- [Provided data]

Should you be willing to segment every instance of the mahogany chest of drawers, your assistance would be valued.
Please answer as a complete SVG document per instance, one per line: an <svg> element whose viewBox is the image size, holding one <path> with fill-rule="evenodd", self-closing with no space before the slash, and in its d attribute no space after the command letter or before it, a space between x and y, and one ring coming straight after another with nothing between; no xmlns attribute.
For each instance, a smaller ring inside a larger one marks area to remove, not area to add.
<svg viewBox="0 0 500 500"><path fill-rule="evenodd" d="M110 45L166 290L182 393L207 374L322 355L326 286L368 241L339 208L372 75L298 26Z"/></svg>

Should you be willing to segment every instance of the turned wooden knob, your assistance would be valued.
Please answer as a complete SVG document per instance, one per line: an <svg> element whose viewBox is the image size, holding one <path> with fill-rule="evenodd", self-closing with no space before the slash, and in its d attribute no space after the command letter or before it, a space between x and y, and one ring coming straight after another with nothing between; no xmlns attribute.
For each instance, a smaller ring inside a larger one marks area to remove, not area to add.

==

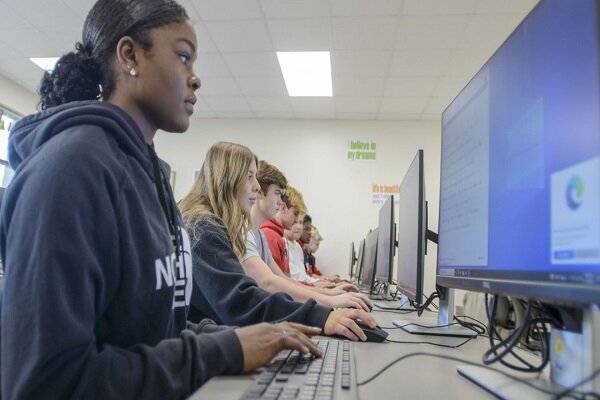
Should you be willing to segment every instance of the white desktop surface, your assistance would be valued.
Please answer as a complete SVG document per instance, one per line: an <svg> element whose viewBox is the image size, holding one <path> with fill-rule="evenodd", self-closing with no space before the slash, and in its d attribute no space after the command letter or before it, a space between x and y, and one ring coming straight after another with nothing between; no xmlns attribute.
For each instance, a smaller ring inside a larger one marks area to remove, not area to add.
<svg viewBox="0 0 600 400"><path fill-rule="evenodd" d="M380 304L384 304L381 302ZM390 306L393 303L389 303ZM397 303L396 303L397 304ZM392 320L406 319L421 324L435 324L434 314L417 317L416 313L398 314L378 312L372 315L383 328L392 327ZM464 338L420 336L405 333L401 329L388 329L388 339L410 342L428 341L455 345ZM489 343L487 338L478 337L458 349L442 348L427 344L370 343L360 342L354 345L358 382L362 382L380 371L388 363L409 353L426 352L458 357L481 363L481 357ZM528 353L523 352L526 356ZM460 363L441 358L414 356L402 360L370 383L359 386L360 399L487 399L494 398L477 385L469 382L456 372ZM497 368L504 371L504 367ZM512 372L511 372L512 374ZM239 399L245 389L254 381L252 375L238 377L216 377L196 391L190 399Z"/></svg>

- [Directions]
Which lines above contain the word "your"? Copy each one in full.

- [Correct result]
Should you be willing to segment every instance of the mahogany chest of drawers, your assistance would be valued.
Should you be willing to segment every instance of the turned wooden knob, your assistance would be valued.
Should you be willing to segment every instance of the white desktop surface, your assistance would be valued.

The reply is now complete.